[Given text]
__________
I hobbled into my son’s room with socks in my hands and tears in my eyes. “Liam, buddy”, I called to him, “Can you please help me put these on?”, but before I could get the words out he caught me mid-sentence, “Oh Mama, do you need my help?”
I was only a few days home from the spinal surgery that would release me from the bounds of a wheelchair and the tears fell without restraint, “Yes please son, like a little baby, could you please help me?”
Down on his knees, my 11-year-old boy, without hesitation, helped me, one by one—with patience, love and great care—to put my socks on my half-frozen feet. I could not have done it myself had my life had depended on it. Frustrating and humbling indeed and an experience of defeat that I was determined to not have as a long-term reality.
Winter in the desert highlands of Central Mexico, twelve pounds lighter and an unexpected three liter blood loss had me chilled to the bones, fragile and wobbly on the tile floors of our home.
The magnitude of the despair and helplessness I felt in the hospital as I lay like a turtle on my back (not knowing what my outcome would be) paled in comparison to the gratitude, pride and love I felt from my son’s awareness, perceptiveness and generous act of love and kindness. What a gift.
__________
[What you will do] How old was the son who helped put the socks on, according to the account of recovery from spinal surgery? The items after this account are separate material and have no connection to it.
__________
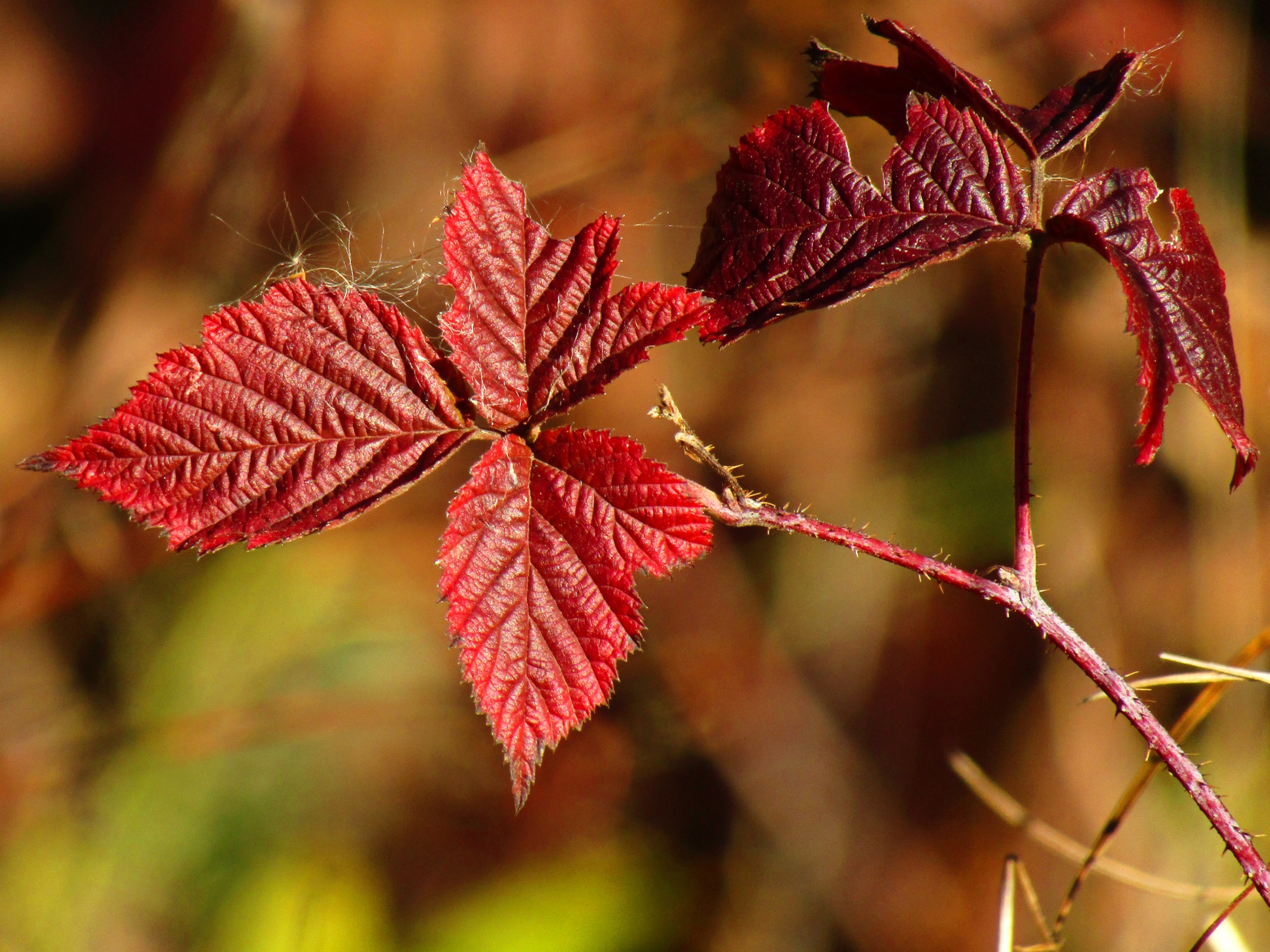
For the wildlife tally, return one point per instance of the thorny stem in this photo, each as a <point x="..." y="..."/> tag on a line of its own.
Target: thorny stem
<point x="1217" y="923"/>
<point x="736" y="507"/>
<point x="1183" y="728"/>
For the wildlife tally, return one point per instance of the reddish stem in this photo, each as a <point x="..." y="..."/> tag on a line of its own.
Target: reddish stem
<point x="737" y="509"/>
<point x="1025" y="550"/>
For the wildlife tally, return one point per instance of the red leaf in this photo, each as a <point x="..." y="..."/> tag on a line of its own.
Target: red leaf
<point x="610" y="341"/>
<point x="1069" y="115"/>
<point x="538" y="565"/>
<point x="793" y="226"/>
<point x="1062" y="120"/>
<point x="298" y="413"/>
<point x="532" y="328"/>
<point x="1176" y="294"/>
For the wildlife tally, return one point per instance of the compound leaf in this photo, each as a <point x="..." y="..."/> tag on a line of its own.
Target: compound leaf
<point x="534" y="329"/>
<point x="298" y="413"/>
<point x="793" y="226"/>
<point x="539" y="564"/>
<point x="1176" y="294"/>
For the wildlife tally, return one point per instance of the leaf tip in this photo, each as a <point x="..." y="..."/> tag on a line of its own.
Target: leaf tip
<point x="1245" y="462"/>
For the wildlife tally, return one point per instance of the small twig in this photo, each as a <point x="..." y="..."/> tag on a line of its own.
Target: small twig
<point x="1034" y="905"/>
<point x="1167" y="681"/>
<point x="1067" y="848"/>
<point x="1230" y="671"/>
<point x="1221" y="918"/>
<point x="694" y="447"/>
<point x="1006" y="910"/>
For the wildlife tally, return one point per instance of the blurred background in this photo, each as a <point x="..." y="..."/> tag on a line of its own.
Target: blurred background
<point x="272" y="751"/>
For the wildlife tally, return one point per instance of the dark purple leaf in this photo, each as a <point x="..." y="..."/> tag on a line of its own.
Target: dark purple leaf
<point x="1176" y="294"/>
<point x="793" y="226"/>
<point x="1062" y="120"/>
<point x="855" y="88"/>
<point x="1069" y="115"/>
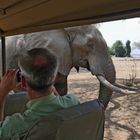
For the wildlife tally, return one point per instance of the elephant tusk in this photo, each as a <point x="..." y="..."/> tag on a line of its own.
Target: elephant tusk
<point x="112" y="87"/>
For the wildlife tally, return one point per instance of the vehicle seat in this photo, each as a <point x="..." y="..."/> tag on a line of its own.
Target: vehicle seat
__________
[Final answer] He was 11 years old.